The enemy unsafe houses

James Robbins:

If you are hunting terrorists it is useful to go where the terrorists are. On Sunday U.S. Special Forces raided Sukkariyeh Farm near the town of Abu Kamal five miles inside the Syrian border with Iraq. Meanwhile on Monday missiles struck the Pakistani village of Manduta in South Waziristan and took out at least two senior Taliban commanders. This was the 19th Predator strike in Pakistan since the beginning of August. Seems like the war on terrorism is back on.

The raid in Syria was particularly noteworthy. If reports are correct, it was a pinpoint raid to capture Abu Ghadian, al-Qaeda’s man in Syria, who was the group’s chief coordinator funneling arms and insurgents into Iraq. If he was in fact captured alive he may provide a profusion of useful intelligence. The computers, cell phones and other items scoped up in the raid surely will.

This operation is similar to the raid Colombia conducted in March against guerilla headquarters in Ecuador. The raid was very successful; FARC number-two man Raul Reyes was killed, and evidence was seized demonstrating the FARC’s ties to Venezuela and revealing numerous details about the personnel and inner workings of the guerilla group. Several operations quickly followed the incursion, since intelligence of this nature must be exploited while it is still hot.

In the case of the raid in Syria, secondary targets may already be in the process of being struck, in Iraq, Afghanistan or elsewhere. It is possible that Monday’s missile attack in western Pakistan was the result of actionable intelligence collected in eastern Syria. Surely any bad guy who suspects there was anything at Sukkariyeh Farm that pertains to him has already at least attempted to go to ground.

The Syrian government condemned the strike as “serious aggression” and a “war crime.” Hezbollah decried the “blatant violation of the sovereignty of an Arab state,” sensibly not addressing the legitimacy of their predilection for aggression against non-Arab states. Iran, sensing that it could be a candidate for a similar raid, expressed grave concern. The charge that this was an act of aggression might hold up in the abstract, but raids of this type can be justified a number of ways, either as “hot pursuit” or as an act of “anticipatory self-defense” if the pursuit is not quite hot enough. A better justification is found in U.N. Security Council Resolution 1373 (2001), which mandated that, inter alia, “all States shall…deny safe haven to those who finance, plan, support, or commit terrorist acts, or provide safe havens; and prevent those who finance, plan, facilitate or commit terrorist acts from using their respective territories for those purposes against other States or their citizens.” The resolution pledged that the member state would “take all necessary steps in order to ensure the full implementation of this resolution.” In 2007 President Bush declared his intent to take cross-border defensive action against the insurgent networks, stating that the United States would “interrupt the flow of support [for insurgents in Iraq] from Iran and Syria” and “seek out and destroy the networks providing advanced weaponry and training to our enemies in Iraq.”

■ **Job a**:
Reproduce the passage of the article on the raid in Syria between "The enemy unsafe" and "is back on.", inclusive.

■ **Stored rows**:
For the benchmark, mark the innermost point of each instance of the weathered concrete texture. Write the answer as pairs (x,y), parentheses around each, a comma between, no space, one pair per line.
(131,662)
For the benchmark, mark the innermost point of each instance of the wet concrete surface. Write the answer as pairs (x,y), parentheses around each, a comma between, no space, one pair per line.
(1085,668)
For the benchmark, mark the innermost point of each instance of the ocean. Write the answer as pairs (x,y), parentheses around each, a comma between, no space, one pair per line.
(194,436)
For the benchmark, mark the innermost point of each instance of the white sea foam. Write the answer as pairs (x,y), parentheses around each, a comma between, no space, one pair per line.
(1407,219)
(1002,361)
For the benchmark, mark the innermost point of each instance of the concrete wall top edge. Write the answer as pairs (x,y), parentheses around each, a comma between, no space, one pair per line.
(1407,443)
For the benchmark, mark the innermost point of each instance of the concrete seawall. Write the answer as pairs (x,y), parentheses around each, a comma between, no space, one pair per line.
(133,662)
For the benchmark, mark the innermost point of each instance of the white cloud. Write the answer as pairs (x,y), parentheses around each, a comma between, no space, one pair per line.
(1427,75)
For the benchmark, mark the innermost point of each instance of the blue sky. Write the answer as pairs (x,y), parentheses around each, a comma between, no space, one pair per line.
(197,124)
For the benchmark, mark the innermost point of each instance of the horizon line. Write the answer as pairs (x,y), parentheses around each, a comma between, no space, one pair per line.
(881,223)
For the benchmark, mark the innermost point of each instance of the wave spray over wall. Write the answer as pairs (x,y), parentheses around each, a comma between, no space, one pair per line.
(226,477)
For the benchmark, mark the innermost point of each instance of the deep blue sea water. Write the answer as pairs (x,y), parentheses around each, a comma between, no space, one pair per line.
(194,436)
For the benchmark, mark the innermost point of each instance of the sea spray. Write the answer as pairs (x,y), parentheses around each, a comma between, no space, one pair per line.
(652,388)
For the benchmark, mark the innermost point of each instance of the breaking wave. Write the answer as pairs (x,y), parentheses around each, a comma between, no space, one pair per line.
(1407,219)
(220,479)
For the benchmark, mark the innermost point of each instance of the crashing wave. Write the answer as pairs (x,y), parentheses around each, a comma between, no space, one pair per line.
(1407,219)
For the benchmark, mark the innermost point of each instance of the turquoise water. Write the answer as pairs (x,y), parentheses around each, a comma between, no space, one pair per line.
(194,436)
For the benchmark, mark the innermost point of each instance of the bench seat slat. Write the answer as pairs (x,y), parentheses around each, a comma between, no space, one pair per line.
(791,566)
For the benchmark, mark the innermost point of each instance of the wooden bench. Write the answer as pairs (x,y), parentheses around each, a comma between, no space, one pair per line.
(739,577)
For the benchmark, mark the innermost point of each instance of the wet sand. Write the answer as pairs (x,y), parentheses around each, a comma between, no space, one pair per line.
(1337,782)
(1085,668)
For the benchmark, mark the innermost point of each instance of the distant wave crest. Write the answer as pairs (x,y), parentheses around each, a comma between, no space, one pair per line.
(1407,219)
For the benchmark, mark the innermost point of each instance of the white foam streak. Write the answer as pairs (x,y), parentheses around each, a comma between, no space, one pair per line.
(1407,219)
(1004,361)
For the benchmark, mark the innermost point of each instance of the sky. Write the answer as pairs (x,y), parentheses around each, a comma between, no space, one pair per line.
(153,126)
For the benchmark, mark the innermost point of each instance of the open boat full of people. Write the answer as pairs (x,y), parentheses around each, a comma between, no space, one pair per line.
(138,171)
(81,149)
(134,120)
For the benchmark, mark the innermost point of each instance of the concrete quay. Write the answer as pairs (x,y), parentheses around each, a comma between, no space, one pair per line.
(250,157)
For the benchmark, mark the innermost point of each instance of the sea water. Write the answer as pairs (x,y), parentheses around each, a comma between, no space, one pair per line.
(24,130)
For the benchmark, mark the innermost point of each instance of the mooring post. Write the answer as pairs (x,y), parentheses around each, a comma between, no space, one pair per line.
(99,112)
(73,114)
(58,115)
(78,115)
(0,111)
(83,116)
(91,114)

■ **Job b**:
In the rows, change "mooring post" to "bollard" in the lines between the line holding "of the sky." and the end of the rows, inclusive, keeping everything else the same, and give only those lines.

■ **Written solution a**:
The enemy unsafe houses

James Robbins:

If you are hunting terrorists it is useful to go where the terrorists are. On Sunday U.S. Special Forces raided Sukkariyeh Farm near the town of Abu Kamal five miles inside the Syrian border with Iraq. Meanwhile on Monday missiles struck the Pakistani village of Manduta in South Waziristan and took out at least two senior Taliban commanders. This was the 19th Predator strike in Pakistan since the beginning of August. Seems like the war on terrorism is back on.

■ **Written solution b**:
For the benchmark, mark the innermost point of each instance of the sky. Write the answer as pairs (x,y), parentheses around each, a comma between, no space, one pair per line.
(153,126)
For the benchmark, mark the innermost point of each instance of the open boat full of people. Write the answer as pairs (x,y), parentheses around each, a comma between, no space, one pair per line.
(138,171)
(81,149)
(134,120)
For the benchmark, mark the innermost point of each instance of the concrete quay. Write the answer as pairs (x,y), parentheses around each, a comma between, no space, one pair per line.
(250,157)
For the benchmark, mark the innermost point of each instance of the sea water. Write the answer as pairs (x,y), parentheses around each, a comma between, no space, one pair per line.
(24,130)
For the benchmark, mark the innermost point of each instance of the bollard. Write the answer as pairs (x,y), parentheses around each, a comma between, no space, one pair per line.
(99,112)
(73,114)
(58,115)
(78,115)
(0,111)
(83,116)
(91,114)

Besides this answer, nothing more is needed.